» EXERCISE
Can you give these lines again with "sample of the format" replaced by "format example" everywhere it appears and everything else left as it is?

» RECORDS FOR THE EXERCISE
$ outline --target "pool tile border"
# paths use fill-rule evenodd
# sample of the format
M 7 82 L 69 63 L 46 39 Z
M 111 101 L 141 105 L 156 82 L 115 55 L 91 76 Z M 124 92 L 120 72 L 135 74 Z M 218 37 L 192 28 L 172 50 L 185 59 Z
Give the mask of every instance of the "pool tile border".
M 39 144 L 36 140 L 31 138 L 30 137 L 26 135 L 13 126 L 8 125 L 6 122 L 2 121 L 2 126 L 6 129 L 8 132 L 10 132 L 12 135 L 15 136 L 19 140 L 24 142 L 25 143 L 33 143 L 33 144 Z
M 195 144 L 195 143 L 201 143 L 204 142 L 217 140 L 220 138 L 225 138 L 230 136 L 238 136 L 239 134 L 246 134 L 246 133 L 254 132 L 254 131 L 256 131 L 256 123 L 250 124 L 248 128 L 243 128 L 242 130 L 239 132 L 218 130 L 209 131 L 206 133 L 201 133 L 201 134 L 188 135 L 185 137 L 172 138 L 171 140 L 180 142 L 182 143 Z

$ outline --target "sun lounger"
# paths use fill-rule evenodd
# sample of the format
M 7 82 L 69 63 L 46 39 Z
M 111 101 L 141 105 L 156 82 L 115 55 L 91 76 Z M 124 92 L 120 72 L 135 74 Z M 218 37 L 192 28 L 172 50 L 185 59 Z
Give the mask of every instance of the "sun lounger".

» FINISHED ANSWER
$ outline --target "pool tile border"
# paths use fill-rule evenodd
# format example
M 7 82 L 69 63 L 46 39 Z
M 111 101 L 141 105 L 156 82 L 115 55 L 91 76 Z M 124 92 L 120 72 L 135 74 Z M 218 37 L 192 28 L 172 50 L 185 59 Z
Give the mask of every instance of the "pool tile border".
M 39 144 L 36 140 L 31 138 L 30 137 L 26 135 L 13 126 L 8 125 L 6 122 L 2 121 L 2 126 L 6 129 L 8 132 L 10 132 L 12 135 L 15 136 L 19 140 L 24 142 L 25 143 L 33 143 L 33 144 Z
M 195 144 L 195 143 L 201 143 L 204 142 L 217 140 L 220 138 L 225 138 L 230 136 L 238 136 L 239 134 L 246 134 L 246 133 L 254 132 L 254 131 L 256 131 L 256 123 L 250 124 L 248 128 L 243 128 L 242 130 L 239 132 L 218 130 L 209 131 L 206 133 L 201 133 L 201 134 L 188 135 L 185 137 L 172 138 L 171 140 L 180 142 L 182 143 Z

$ outline --target "sun lounger"
# paths use fill-rule evenodd
# format example
M 7 82 L 69 63 L 46 39 Z
M 111 101 L 141 105 L 156 82 L 115 55 L 91 76 Z M 124 92 L 120 72 L 135 74 Z M 218 37 L 192 28 L 172 50 L 185 59 Z
Give the mask of every instance of the "sun lounger".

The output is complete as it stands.